DATASET EXTRACT →

┌──

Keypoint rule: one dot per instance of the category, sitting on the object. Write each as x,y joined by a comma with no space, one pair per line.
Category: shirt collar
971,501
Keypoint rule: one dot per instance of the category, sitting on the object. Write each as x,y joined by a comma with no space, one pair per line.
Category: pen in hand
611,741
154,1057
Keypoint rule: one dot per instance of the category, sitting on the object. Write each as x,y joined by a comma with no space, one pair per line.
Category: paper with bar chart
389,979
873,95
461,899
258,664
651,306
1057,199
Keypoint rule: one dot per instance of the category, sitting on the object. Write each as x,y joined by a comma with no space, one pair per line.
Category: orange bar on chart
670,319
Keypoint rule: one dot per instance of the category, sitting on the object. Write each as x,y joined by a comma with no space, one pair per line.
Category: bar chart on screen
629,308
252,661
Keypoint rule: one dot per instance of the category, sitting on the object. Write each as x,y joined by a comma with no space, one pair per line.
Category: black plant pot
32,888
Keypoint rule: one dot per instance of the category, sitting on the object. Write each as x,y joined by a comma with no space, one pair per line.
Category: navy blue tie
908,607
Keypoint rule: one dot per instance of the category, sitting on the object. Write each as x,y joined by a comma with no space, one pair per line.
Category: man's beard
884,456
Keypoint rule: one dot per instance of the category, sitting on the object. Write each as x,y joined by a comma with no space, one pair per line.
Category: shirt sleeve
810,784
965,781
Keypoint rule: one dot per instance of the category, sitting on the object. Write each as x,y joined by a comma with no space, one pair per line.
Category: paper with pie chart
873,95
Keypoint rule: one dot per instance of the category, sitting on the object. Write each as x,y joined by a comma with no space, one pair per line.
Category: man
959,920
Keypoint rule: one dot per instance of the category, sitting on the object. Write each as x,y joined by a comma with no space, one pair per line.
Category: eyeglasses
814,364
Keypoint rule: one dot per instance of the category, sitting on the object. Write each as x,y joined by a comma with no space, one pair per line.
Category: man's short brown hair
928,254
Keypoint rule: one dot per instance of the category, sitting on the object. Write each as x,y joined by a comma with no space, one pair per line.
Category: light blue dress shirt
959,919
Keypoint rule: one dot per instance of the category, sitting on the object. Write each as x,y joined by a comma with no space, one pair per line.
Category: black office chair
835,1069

└──

AIM OF THE TASK →
Would you give the material above again, complete and exact?

IN RESPONSE →
Keypoint rule: one dot per instance of the category, sitting on the object. Write each as x,y joined by a comma with no space, one pair per line.
Category: shirt collar
971,501
Keypoint rule: one dot per instance of the category, sitting on the object. Write each as x,y joined by a comma with no space, one pair per line.
Category: pen in hand
611,741
154,1057
Keypoint rule: one dot per instance of the category, sitting on the object. Write each as x,y joined by a comma with no space, one pair per line.
Category: paper with bar chart
389,979
873,95
461,899
258,664
651,306
1057,199
Keypoint rule: one dot per instance of the category, sitting on the object. Write each as x,y joined by a comma with no space, one pair per line.
Category: orange bar on chart
670,319
Keypoint rule: one dot per instance of the category, sitting on the object. Write each as x,y joined by a comma with no space, one pair per line.
Category: bar chart on screen
629,308
252,661
Keypoint rule: one dot per instance of the category, sitting on the object. Write each as x,y joined by a comma with no space, one pair per line.
Category: black plant pot
32,888
Keypoint rule: one dot per instance of the category, sitting on the object. Write each as x,y joined by a comma with no space, one pair per line.
Category: navy blue tie
908,607
Keypoint rule: one dot per instance of the category, sitting on the object. Write each as x,y joined by a comma with no space, one pair per line.
Category: man's beard
884,456
Keypoint rule: one dot per instance of the category, sitting on the object. Write each as x,y joined by a comma with no space, one pair per line.
Category: shirt sleeve
810,784
965,781
Keypoint rule: one dot per instance of the category, sitting on the object. Write each as x,y joined by a comma with no space, one pair per line.
Category: paper with pie chart
873,95
Keypoint rule: one dot per instance of the category, sitting on the object. Write each as x,y joined by a comma with no space, one pair per line.
Category: man
959,920
Keypoint rule: one dot per instance of the category, sitting on the object. Write each as x,y joined by a comma with no space, one pair per line.
Category: eyeglasses
814,364
Keypoint rule: one dot per instance of the category, sitting on the object. Write each as x,y joined by a comma with no space, one pair per line.
Category: man's short brown hair
928,254
Keypoint rule: one dot per instance of the category, sitting on the object. Write each as x,y joined by a comma with no space, one pair per line.
Category: light blue dress shirt
959,919
Keypoint rule: one dot per instance of the category, sitting on the object. Write each as x,y joined by a comma with no space, one pair per line.
Category: black office chair
835,1069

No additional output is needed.